However in these times of crisis those interdependencies are now an obstacle to recovery with many city centre businesses worrying the Scottish Government road map leaves them unsure when or if it will be possible to open. There are gaps in the April-May map that are potentially damaging.
Perhaps the most important gap concerns the reopening of non-essential offices. Without the workers returning to desks in the office districts, the specialist shops, the restaurants and the sandwich and coffee shops that rely on their business may have to stay shut.
The Scottish Government’s road map says there will be a ‘phased return of some office staff’ from the end of June, but there is no more detail than that and not much evidence of government activity to provide that detail.
Businesses are not asking for dates to be speeded up or for unnecessary risks to be taken. They are simply asking for the plan to be fleshed out. It is now six weeks since the First Minister made her announcement of the Scottish road map. Are we to wait at least another month until the election is over before city centre businesses can make more definite decisions?
I detect many city centre businesses are getting rather fed up hearing politicians and officials telling them that we must plan for a reshaping of the centre since so many more people will be working from home. That may or may not be true, the evidence is mixed. But until we work out how we can reopen offices we won’t know.
The planning for major events is another gap and one that is especially damaging to city centre hotels. It is very welcome news that the Scottish Government has agreed there will be spectators in Hampden for the UEFA Euro 2020 matches in June. Perhaps this will be the catalyst for further thinking on the plans for opening up for audiences for other sports events, festivals, concerts and theatre shows later in the year.

-*-*-

> WHAT YOU WILL DO
a - From the road map text, translate this sentence into Spanish: "Perhaps the most important gap concerns the reopening of non-essential offices."
b - How many lines of the listing contain the string "eyestalk"?
The text and the listing are not related.

> Dataset records on object locations
-*-*-

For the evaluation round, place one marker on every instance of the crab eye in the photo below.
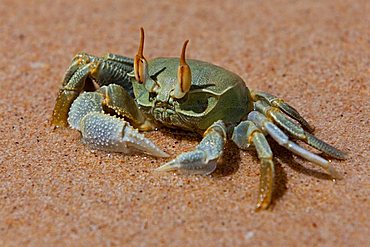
(140, 63)
(183, 76)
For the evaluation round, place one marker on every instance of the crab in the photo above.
(112, 99)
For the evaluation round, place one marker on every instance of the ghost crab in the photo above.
(134, 95)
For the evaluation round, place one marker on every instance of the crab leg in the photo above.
(246, 134)
(106, 132)
(202, 160)
(296, 131)
(280, 137)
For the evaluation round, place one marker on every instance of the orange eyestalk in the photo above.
(183, 76)
(140, 63)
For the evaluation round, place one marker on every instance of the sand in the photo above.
(54, 191)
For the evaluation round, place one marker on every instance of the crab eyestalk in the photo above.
(141, 66)
(183, 76)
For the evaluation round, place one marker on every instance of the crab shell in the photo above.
(215, 94)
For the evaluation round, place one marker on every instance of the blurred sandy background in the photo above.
(55, 191)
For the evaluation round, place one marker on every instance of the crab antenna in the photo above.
(183, 75)
(140, 61)
(141, 45)
(182, 57)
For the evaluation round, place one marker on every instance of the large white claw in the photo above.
(104, 132)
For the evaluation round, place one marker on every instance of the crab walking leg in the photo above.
(286, 108)
(280, 137)
(296, 130)
(203, 160)
(246, 134)
(105, 132)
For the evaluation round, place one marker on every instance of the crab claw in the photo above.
(101, 131)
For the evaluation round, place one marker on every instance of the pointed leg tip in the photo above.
(160, 154)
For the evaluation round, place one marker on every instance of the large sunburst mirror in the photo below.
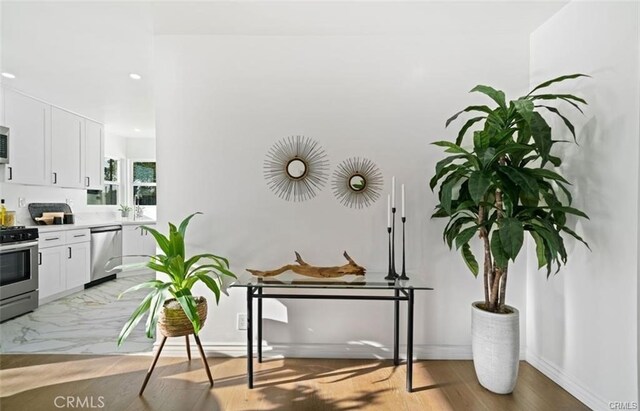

-*-*-

> COMPLETE ANSWERS
a - Quizás la carencia más importante tiene que ver con la reapertura de las oficinas no esenciales.

b - 2